# Page text
——
Andrew Peeke, 6-3, 196 pounds
March 17, 1998 (24 years old)
Drafted 2nd round (#34 overall), 2016 NHL Draft
Cap hit: $787k through 2022-23
Role: Bottom four defenseman
The biggest question mark for the Blue Jackets heading into last season, was in regards to the blueline. Stocked full of young, up and coming puck movers, the team lacked shutdown options outside of Vladislav Gavrikov. While many of these questions still remain this summer, the team found its own homegrown option in Andrew Peeke, who quietly had a solid season for the club.
Many had written Peeke off as a lost cause. Once a highly touted prospect, he struggled to find footing under John Tortorella, finding himself in the press box more often than not. But last season he earned his spot out of camp, and simply played a much-needed physical brand of defense. Built around checking and shot blocking, Peeke was one of just two players to skate in all 82 games. With his brand of hockey, that’s an impressive feat, especially considering near the end of the season, he was skating on the top defense pair and averaging over 20 minutes per game.
A bit of a throwback to defensemen of old, Peeke keeps the game simple. He works hard to stay above the puck defensively, choosing to use his body to keep pucks out of the net. He’s not the kind of player that will run around and throw jaw dropping hits, but he’s physical in front of the net and keeps opposing forwards honest. He keeps things pretty simple when moving the puck, nearly always choosing the safe play with an eye towards defense first. Don’t expect big offensive numbers from this player, just a quiet, calming influence on defense. Much needed for this young team.
——
# Data excerpts
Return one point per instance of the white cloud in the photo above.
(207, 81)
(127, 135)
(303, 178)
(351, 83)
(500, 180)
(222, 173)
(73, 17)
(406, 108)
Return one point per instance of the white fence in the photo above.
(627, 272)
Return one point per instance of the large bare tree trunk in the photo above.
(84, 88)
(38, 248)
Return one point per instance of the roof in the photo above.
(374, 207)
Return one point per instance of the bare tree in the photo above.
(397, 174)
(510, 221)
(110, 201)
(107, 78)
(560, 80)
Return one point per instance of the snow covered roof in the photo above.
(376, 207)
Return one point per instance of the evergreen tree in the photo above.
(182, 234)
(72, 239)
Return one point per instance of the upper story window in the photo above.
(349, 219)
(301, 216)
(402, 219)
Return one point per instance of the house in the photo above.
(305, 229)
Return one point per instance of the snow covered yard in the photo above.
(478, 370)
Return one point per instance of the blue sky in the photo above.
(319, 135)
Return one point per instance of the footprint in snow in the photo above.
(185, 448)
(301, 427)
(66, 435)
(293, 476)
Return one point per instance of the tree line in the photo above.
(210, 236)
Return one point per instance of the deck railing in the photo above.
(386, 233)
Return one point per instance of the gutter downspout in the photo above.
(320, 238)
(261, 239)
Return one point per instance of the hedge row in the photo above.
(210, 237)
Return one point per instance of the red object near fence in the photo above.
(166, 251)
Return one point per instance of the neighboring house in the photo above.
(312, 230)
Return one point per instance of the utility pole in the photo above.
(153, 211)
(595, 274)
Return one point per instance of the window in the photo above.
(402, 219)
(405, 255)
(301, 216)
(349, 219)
——
# Goals
1: Put this sentence from the Andrew Peeke profile into Spanish: "A bit of a throwback to defensemen of old, Peeke keeps the game simple."
2: Summarize the Andrew Peeke profile in two sentences.
Answer from the text alone.

# Final answers
1: Un poco al estilo de los defensas de antaño, Peeke mantiene el juego sencillo.

2: Andrew Peeke, a 2016 second-round pick who had struggled to find footing under John Tortorella, earned his spot out of camp last season and played all 82 games for the Blue Jackets, finishing on the top defense pair. He plays a simple, physical, defense-first game built around checking and shot blocking, and he offers not big offensive numbers but a calming influence on a young team.